Challenge
Locate each line in the material below that contains the word "blue" and copy every such line in full.
=======
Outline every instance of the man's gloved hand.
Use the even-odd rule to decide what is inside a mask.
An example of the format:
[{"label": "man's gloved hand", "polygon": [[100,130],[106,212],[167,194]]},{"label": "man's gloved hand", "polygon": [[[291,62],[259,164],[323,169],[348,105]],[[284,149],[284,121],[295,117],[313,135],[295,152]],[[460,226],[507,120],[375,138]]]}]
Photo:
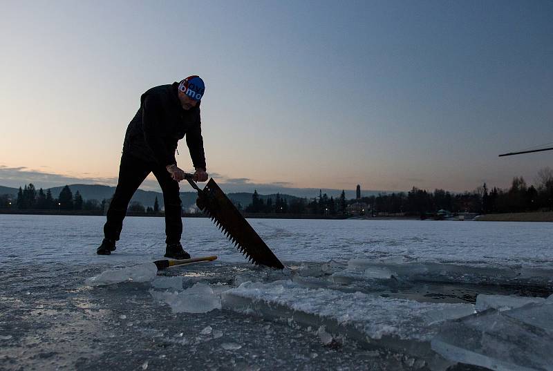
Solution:
[{"label": "man's gloved hand", "polygon": [[182,169],[177,167],[176,164],[174,164],[172,165],[167,165],[166,169],[171,174],[171,178],[177,182],[180,182],[185,178],[185,172]]},{"label": "man's gloved hand", "polygon": [[194,173],[194,180],[196,182],[205,182],[207,180],[207,173],[206,173],[203,169],[200,167],[196,168],[196,173]]}]

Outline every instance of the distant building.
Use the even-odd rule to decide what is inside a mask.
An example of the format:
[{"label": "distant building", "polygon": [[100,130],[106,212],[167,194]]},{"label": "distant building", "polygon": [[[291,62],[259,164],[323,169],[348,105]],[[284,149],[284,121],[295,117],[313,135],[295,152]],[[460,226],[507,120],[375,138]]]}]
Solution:
[{"label": "distant building", "polygon": [[364,215],[371,211],[371,205],[365,202],[354,202],[346,207],[346,211],[351,215]]}]

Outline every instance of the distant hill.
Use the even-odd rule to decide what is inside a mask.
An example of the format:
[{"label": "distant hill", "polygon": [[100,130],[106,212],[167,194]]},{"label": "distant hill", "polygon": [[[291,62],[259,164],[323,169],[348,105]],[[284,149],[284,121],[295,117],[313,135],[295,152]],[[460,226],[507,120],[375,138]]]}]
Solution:
[{"label": "distant hill", "polygon": [[[54,187],[50,188],[50,191],[52,193],[52,197],[57,198],[63,188],[63,187]],[[85,200],[97,200],[98,201],[111,198],[113,196],[113,193],[115,191],[115,187],[101,184],[70,184],[69,189],[71,190],[71,193],[73,193],[73,195],[77,193],[77,191],[79,191],[79,193],[81,193],[81,196]],[[19,189],[17,188],[0,186],[0,195],[9,194],[12,195],[12,196],[15,198],[17,195],[18,190]],[[44,191],[46,192],[46,189],[44,189]],[[229,198],[235,204],[240,202],[243,207],[252,203],[252,193],[248,192],[236,192],[227,194]],[[290,200],[298,198],[296,196],[290,195],[281,194],[279,196],[281,198],[286,199],[288,202],[290,202]],[[163,207],[163,193],[153,191],[138,189],[135,193],[131,202],[140,202],[145,207],[149,206],[153,207],[156,197],[158,198],[160,207]],[[196,199],[197,197],[198,193],[196,192],[180,192],[180,200],[182,201],[182,207],[187,209],[192,205],[196,204]],[[259,195],[259,198],[265,201],[270,197],[272,198],[274,202],[274,200],[276,198],[276,194]]]},{"label": "distant hill", "polygon": [[[59,192],[62,191],[63,188],[63,187],[55,187],[50,188],[50,191],[52,192],[52,196],[55,198],[58,198],[59,196]],[[106,200],[111,198],[111,197],[113,196],[113,193],[115,191],[115,187],[101,184],[70,184],[69,189],[71,190],[71,192],[73,193],[73,195],[77,192],[77,191],[79,191],[83,199],[84,200],[97,200],[98,201],[102,201],[104,198]],[[15,198],[17,195],[18,190],[19,189],[17,188],[0,186],[0,195],[9,194]],[[297,190],[298,191],[296,194],[300,195],[301,197],[306,197],[308,199],[311,199],[319,196],[319,189],[288,189],[288,190]],[[301,192],[299,191],[301,191]],[[308,191],[309,191],[308,192]],[[333,196],[335,198],[337,198],[339,194],[337,194],[337,190],[322,190],[324,193],[327,193],[327,191],[335,191],[334,193],[329,191],[328,196],[330,197],[330,196]],[[44,191],[46,192],[46,189],[44,189]],[[346,198],[349,199],[352,198],[351,196],[348,194],[350,193],[350,191],[346,191]],[[364,196],[366,196],[372,194],[378,194],[378,193],[380,193],[380,191],[368,191],[362,192],[362,194]],[[386,192],[382,191],[382,193],[386,193]],[[245,207],[252,203],[252,195],[253,193],[252,192],[234,192],[227,194],[229,198],[230,198],[230,200],[232,200],[235,204],[240,202],[243,207]],[[286,193],[279,193],[279,196],[281,198],[285,199],[288,203],[290,203],[292,200],[299,198],[299,197],[297,196],[292,196]],[[144,191],[142,189],[138,189],[135,193],[131,202],[140,202],[145,207],[149,206],[153,207],[153,203],[156,197],[158,198],[158,202],[160,204],[160,207],[162,207],[163,193],[161,192],[156,192],[154,191]],[[267,201],[267,199],[270,197],[272,198],[273,202],[274,202],[274,200],[276,198],[276,193],[259,193],[259,198],[264,201]],[[353,196],[353,197],[355,197],[355,196]],[[185,209],[187,209],[195,204],[196,198],[197,193],[196,192],[180,192],[180,199],[182,201],[182,207]]]},{"label": "distant hill", "polygon": [[[234,204],[237,204],[238,202],[240,202],[243,207],[245,207],[252,203],[252,196],[253,196],[253,193],[248,192],[236,192],[228,193],[227,196],[234,203]],[[288,203],[290,203],[291,200],[299,198],[299,197],[291,195],[279,194],[279,196],[281,198],[285,199],[286,202]],[[272,198],[273,204],[274,204],[274,200],[276,199],[276,193],[271,195],[259,195],[259,198],[265,202],[270,197]]]},{"label": "distant hill", "polygon": [[[52,196],[57,198],[63,188],[63,187],[50,188],[50,191],[52,192]],[[111,198],[115,191],[115,187],[100,184],[71,184],[69,185],[69,189],[71,190],[73,195],[75,195],[77,191],[79,191],[79,193],[81,193],[81,196],[84,200],[94,199],[98,201],[102,201],[104,198],[106,200]],[[196,194],[196,192],[180,192],[180,200],[182,201],[182,207],[187,208],[190,205],[195,204]],[[163,193],[153,191],[138,189],[134,193],[131,202],[140,202],[146,207],[149,206],[153,207],[156,197],[158,198],[160,207],[163,207]]]}]

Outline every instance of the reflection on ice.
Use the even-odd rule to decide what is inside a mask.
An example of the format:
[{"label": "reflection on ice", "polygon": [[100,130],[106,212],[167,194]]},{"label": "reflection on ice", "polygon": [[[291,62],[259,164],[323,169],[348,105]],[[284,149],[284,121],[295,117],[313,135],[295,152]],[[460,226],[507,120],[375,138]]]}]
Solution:
[{"label": "reflection on ice", "polygon": [[503,312],[522,307],[529,303],[543,303],[544,301],[545,301],[545,299],[543,298],[480,294],[476,297],[476,311],[483,312],[487,309],[493,308]]},{"label": "reflection on ice", "polygon": [[432,349],[456,362],[492,370],[552,370],[553,305],[489,310],[446,323]]},{"label": "reflection on ice", "polygon": [[158,267],[153,263],[118,270],[107,270],[97,276],[85,280],[87,286],[100,286],[126,281],[147,282],[156,277]]},{"label": "reflection on ice", "polygon": [[196,283],[181,292],[151,289],[150,294],[155,300],[168,304],[173,313],[205,313],[221,309],[221,298],[205,283]]}]

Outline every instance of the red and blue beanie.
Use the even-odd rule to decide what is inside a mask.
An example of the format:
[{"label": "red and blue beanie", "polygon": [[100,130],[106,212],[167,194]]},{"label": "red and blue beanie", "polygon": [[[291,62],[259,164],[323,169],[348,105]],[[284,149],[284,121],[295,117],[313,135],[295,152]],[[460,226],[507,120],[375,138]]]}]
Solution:
[{"label": "red and blue beanie", "polygon": [[199,76],[193,75],[180,82],[178,90],[194,100],[200,100],[205,92],[205,85]]}]

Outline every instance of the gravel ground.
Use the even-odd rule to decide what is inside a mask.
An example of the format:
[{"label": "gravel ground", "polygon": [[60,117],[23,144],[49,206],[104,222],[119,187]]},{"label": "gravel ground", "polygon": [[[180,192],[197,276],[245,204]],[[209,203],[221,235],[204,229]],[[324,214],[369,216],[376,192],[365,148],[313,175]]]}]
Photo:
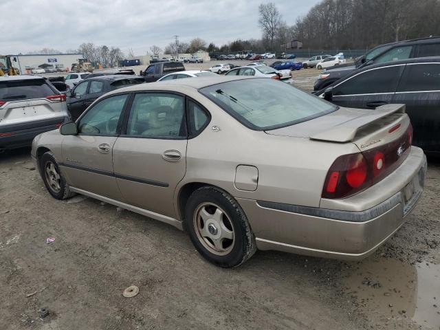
=======
Exercise result
Outline every instance of the red and blue beanie.
[{"label": "red and blue beanie", "polygon": [[100,130],[106,212],[167,194]]},{"label": "red and blue beanie", "polygon": [[[291,62],[259,164],[323,169],[348,105]],[[284,149],[284,121],[295,117],[313,135],[295,152]],[[460,226],[507,120],[375,138]]]}]
[{"label": "red and blue beanie", "polygon": [[199,76],[193,75],[180,82],[178,90],[194,100],[200,100],[205,92],[205,85]]}]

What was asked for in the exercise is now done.